**Выбранный отрывок:**

——

Впрочем, обыгрывалось не одно лишь внешнее сходство. В работе о Грибоедове («Мы молоды и верим в рай») Натан Эйдельман цитирует фехтовальный выпад Бестужева-Марлинского, нацеленный в петербургских «слетков», правда, более раннего, еще грибоедовской поры «выводка»: «До сих пор офицеры наши вместо полезных или по крайней мере занимательных известий вывозили с Кавказа одни шашки, ноговицы да пояски под чернью. Самые изыскательные выучивались плясать лезгинку – но далее этого ни зерна. В России я встретился с одним заслуженным штаб-офицером, который на все мои расспросы о Грузии, в которой терся лет двенадцать, умел только отвечать, что там очень дешевы фазаны».
Кстати, о фазанах.

——

**Приведенные пункты:**
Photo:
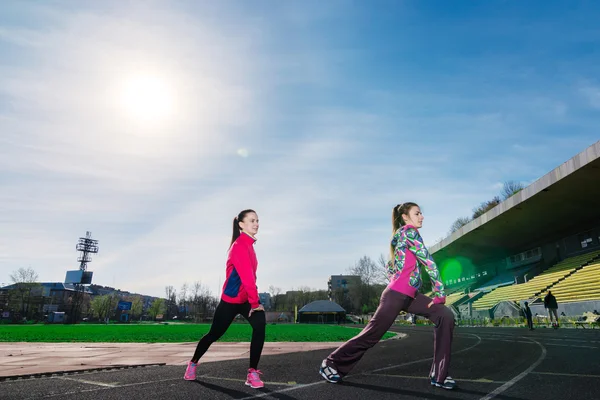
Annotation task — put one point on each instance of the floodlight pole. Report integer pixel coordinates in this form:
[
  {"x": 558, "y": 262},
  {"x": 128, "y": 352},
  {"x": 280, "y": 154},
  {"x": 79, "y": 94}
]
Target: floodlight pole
[{"x": 86, "y": 245}]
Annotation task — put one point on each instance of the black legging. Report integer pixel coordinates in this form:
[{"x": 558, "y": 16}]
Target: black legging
[{"x": 224, "y": 316}]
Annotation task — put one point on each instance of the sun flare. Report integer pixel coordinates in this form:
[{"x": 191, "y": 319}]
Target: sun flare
[{"x": 147, "y": 98}]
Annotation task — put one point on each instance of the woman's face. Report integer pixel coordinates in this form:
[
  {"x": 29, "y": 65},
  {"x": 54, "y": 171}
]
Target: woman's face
[
  {"x": 414, "y": 217},
  {"x": 249, "y": 224}
]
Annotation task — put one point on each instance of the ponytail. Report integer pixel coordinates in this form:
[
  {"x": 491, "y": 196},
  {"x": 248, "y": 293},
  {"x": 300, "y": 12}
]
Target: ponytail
[
  {"x": 398, "y": 222},
  {"x": 236, "y": 224}
]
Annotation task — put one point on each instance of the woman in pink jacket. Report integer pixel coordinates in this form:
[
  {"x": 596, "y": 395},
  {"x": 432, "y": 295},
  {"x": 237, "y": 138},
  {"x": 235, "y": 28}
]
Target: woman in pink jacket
[
  {"x": 240, "y": 296},
  {"x": 408, "y": 253}
]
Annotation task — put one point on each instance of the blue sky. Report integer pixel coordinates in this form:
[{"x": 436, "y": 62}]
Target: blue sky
[{"x": 153, "y": 125}]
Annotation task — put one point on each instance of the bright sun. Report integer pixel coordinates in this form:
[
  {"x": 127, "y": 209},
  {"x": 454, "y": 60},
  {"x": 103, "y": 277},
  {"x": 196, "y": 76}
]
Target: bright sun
[{"x": 147, "y": 98}]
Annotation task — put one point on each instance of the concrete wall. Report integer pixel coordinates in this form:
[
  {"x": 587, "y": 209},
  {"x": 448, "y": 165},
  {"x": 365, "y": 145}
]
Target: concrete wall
[{"x": 570, "y": 309}]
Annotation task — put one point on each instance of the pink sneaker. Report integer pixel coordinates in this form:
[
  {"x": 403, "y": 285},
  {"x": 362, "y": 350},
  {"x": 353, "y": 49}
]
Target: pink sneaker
[
  {"x": 190, "y": 372},
  {"x": 253, "y": 379}
]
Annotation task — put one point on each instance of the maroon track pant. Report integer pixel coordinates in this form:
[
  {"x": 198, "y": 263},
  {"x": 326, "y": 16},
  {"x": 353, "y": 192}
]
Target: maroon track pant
[{"x": 346, "y": 356}]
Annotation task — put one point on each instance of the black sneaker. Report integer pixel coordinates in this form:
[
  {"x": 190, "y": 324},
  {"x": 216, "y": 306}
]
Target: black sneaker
[
  {"x": 329, "y": 373},
  {"x": 449, "y": 383}
]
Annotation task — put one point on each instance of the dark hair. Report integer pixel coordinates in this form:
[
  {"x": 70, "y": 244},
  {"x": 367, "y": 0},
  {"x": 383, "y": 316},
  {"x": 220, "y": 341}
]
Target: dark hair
[
  {"x": 397, "y": 221},
  {"x": 236, "y": 224}
]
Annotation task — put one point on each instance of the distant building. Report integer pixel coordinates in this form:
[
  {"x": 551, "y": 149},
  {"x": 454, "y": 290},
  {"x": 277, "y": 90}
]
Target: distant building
[
  {"x": 265, "y": 300},
  {"x": 343, "y": 282}
]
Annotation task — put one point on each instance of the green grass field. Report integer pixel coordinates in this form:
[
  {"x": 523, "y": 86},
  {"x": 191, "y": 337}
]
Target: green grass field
[{"x": 156, "y": 333}]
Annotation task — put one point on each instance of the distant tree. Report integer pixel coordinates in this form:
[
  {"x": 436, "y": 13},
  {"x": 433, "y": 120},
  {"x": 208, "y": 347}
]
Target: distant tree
[
  {"x": 274, "y": 292},
  {"x": 382, "y": 265},
  {"x": 25, "y": 281},
  {"x": 171, "y": 304},
  {"x": 183, "y": 298},
  {"x": 137, "y": 306},
  {"x": 459, "y": 223},
  {"x": 511, "y": 188},
  {"x": 157, "y": 307}
]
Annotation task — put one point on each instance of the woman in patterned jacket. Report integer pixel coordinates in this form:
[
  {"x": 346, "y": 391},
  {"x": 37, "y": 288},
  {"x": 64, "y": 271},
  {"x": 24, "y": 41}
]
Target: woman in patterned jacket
[{"x": 408, "y": 254}]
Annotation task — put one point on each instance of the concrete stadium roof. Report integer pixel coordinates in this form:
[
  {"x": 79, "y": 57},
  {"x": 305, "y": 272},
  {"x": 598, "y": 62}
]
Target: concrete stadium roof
[
  {"x": 564, "y": 198},
  {"x": 324, "y": 306}
]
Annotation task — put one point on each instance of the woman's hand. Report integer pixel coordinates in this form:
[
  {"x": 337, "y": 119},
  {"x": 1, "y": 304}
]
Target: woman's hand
[{"x": 259, "y": 308}]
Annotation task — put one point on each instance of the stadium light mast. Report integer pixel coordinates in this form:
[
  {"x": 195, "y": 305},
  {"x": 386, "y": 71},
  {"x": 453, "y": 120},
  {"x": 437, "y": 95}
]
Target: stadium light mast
[{"x": 87, "y": 246}]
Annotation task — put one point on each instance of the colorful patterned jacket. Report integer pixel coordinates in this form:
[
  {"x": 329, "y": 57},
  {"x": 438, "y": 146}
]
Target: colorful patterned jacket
[{"x": 404, "y": 272}]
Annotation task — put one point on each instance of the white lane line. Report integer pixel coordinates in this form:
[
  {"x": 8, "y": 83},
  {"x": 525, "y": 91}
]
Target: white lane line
[
  {"x": 66, "y": 378},
  {"x": 517, "y": 378},
  {"x": 564, "y": 374},
  {"x": 570, "y": 345},
  {"x": 112, "y": 387},
  {"x": 479, "y": 380}
]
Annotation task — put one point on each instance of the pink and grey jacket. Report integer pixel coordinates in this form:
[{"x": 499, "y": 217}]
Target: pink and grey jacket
[
  {"x": 404, "y": 272},
  {"x": 240, "y": 284}
]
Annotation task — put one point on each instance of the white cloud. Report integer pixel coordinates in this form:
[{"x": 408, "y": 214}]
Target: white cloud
[
  {"x": 284, "y": 130},
  {"x": 592, "y": 95}
]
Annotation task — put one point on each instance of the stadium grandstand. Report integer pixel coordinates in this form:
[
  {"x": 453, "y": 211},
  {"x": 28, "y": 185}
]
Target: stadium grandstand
[{"x": 544, "y": 238}]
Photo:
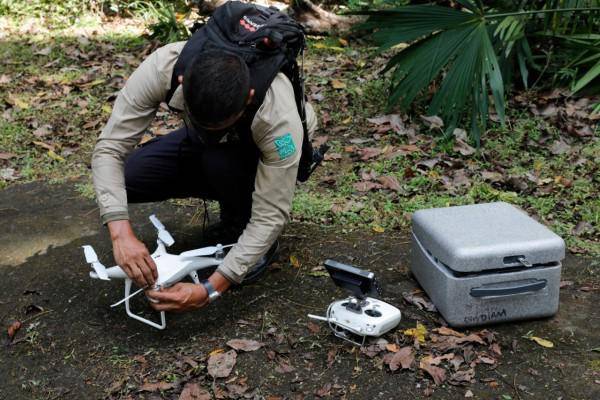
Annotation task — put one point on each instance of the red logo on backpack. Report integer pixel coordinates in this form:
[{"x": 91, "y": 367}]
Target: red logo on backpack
[{"x": 249, "y": 25}]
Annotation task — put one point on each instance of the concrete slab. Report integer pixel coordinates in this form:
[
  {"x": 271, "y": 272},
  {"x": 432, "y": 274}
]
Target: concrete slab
[{"x": 73, "y": 345}]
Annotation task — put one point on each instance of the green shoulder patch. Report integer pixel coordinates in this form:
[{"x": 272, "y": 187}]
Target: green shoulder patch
[{"x": 285, "y": 146}]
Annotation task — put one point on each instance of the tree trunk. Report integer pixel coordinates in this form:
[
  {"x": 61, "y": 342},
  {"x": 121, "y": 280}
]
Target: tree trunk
[
  {"x": 313, "y": 18},
  {"x": 316, "y": 20}
]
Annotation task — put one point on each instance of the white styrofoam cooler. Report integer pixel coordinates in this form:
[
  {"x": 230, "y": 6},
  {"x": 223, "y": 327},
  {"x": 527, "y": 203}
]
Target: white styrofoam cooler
[{"x": 486, "y": 263}]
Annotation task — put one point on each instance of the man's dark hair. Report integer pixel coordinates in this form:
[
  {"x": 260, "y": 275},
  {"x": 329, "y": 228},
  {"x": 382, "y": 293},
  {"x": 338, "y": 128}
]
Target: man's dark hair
[{"x": 215, "y": 87}]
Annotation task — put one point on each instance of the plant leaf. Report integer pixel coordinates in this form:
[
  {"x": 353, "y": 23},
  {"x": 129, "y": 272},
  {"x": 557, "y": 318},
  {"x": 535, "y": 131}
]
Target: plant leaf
[{"x": 587, "y": 78}]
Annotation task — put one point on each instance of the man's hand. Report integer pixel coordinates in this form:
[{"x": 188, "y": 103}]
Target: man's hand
[
  {"x": 179, "y": 297},
  {"x": 131, "y": 254}
]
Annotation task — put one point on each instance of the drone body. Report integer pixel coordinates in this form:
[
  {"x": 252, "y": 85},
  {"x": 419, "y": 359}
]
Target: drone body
[{"x": 171, "y": 268}]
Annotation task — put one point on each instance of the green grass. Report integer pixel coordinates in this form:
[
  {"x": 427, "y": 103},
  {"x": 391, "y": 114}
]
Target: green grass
[{"x": 38, "y": 80}]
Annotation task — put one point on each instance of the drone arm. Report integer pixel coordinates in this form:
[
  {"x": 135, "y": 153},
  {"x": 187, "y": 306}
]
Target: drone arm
[
  {"x": 193, "y": 265},
  {"x": 163, "y": 321}
]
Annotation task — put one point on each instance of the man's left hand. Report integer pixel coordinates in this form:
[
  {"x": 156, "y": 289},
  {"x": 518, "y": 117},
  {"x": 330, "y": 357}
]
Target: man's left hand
[{"x": 179, "y": 297}]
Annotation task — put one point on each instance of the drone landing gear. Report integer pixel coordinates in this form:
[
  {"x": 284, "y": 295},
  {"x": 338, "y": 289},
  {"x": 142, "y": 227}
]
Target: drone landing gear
[{"x": 163, "y": 319}]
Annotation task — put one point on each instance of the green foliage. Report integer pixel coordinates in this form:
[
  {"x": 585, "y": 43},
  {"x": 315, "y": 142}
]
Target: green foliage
[
  {"x": 472, "y": 52},
  {"x": 165, "y": 19}
]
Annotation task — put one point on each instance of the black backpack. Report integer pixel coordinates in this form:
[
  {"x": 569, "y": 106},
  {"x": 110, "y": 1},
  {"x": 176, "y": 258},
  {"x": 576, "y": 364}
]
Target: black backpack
[{"x": 269, "y": 42}]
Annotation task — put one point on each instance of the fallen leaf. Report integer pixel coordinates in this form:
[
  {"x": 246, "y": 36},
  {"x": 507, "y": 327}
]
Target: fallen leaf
[
  {"x": 324, "y": 391},
  {"x": 44, "y": 145},
  {"x": 369, "y": 152},
  {"x": 313, "y": 328},
  {"x": 419, "y": 332},
  {"x": 463, "y": 148},
  {"x": 43, "y": 130},
  {"x": 429, "y": 163},
  {"x": 284, "y": 367},
  {"x": 337, "y": 84},
  {"x": 331, "y": 355},
  {"x": 9, "y": 174},
  {"x": 365, "y": 186},
  {"x": 294, "y": 261},
  {"x": 236, "y": 390},
  {"x": 448, "y": 332},
  {"x": 220, "y": 365},
  {"x": 6, "y": 156},
  {"x": 389, "y": 182},
  {"x": 378, "y": 229},
  {"x": 564, "y": 284},
  {"x": 437, "y": 360},
  {"x": 582, "y": 227},
  {"x": 559, "y": 147},
  {"x": 495, "y": 347},
  {"x": 491, "y": 176},
  {"x": 542, "y": 342},
  {"x": 158, "y": 386},
  {"x": 193, "y": 391},
  {"x": 456, "y": 362},
  {"x": 487, "y": 360},
  {"x": 393, "y": 347},
  {"x": 216, "y": 351},
  {"x": 16, "y": 101},
  {"x": 45, "y": 51},
  {"x": 13, "y": 329},
  {"x": 472, "y": 338},
  {"x": 55, "y": 156},
  {"x": 462, "y": 377},
  {"x": 420, "y": 302},
  {"x": 402, "y": 358},
  {"x": 550, "y": 111},
  {"x": 245, "y": 344},
  {"x": 438, "y": 374},
  {"x": 433, "y": 121},
  {"x": 332, "y": 156}
]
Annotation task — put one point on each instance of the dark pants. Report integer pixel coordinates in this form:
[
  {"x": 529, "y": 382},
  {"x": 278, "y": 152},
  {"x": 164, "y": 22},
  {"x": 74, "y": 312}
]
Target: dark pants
[{"x": 174, "y": 166}]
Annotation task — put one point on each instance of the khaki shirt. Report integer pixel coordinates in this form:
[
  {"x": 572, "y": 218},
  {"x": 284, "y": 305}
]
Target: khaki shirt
[{"x": 276, "y": 130}]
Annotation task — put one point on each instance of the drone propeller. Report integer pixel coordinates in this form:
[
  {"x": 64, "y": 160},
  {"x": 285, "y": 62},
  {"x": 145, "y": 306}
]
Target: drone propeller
[
  {"x": 203, "y": 252},
  {"x": 92, "y": 258},
  {"x": 163, "y": 235}
]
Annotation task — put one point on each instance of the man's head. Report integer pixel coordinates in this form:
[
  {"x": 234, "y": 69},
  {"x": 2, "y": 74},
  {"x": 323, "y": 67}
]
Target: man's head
[{"x": 216, "y": 90}]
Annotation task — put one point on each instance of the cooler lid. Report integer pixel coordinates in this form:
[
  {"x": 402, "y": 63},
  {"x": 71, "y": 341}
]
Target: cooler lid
[{"x": 485, "y": 236}]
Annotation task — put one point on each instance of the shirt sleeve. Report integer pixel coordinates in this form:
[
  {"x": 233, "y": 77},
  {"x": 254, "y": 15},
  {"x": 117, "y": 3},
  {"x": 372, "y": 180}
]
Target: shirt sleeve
[
  {"x": 277, "y": 131},
  {"x": 133, "y": 111}
]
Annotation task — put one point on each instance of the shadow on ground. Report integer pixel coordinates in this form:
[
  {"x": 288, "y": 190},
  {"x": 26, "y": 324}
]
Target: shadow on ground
[{"x": 73, "y": 345}]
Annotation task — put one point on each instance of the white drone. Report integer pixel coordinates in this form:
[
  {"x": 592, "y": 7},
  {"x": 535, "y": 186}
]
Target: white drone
[{"x": 171, "y": 268}]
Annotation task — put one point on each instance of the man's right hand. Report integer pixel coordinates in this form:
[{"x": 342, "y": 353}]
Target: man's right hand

——

**Что нужно сделать:**
1 > Как называется работа о Грибоедове, в которой, согласно отрывку, Натан Эйдельман цитирует Бестужева-Марлинского?
2 > Продолжите отрывок о Бестужеве-Марлинском и офицерах, вернувшихся с Кавказа, начиная сразу после фразы «Кстати, о фазанах.»
Пункты выше взяты из другого источника и к отрывку не относятся.

**Ответы по заданиям:**
1 > «Мы молоды и верим в рай».

2 >
В очерке «Кавказец» Лермонтов как характеристическую черту армейца «первобытного периода» отмечает отсутствие кулинарной изобретательности – «возит с собой только чайник, и редко на его бивачном огне варятся щи». В этом плане Максим Максимыч оказывается исключением. Причем обнаруживается это не сразу. При первой встрече, как мы помним, у него при себе нет даже чайника, чаем угощает его странствующий и записывающий офицер. Зато в следующей главе («Максим Максимыч»), а ее действие происходит спустя всего несколько дней после ночевки в осетинской сакле, открывается, что штабс-капитан «имел глубокие сведения в поваренном искусстве» и доказал это – «удивительно хорошо зажарил фазана» и даже полил его невесть где добытым «огуречным рассолом». Пытаясь уговорить Печорина задержаться на почтовой станции хотя бы часа на два, он соблазняет его тем же кавказским деликатесом: «Мы славно пообедаем… у меня есть два фазана».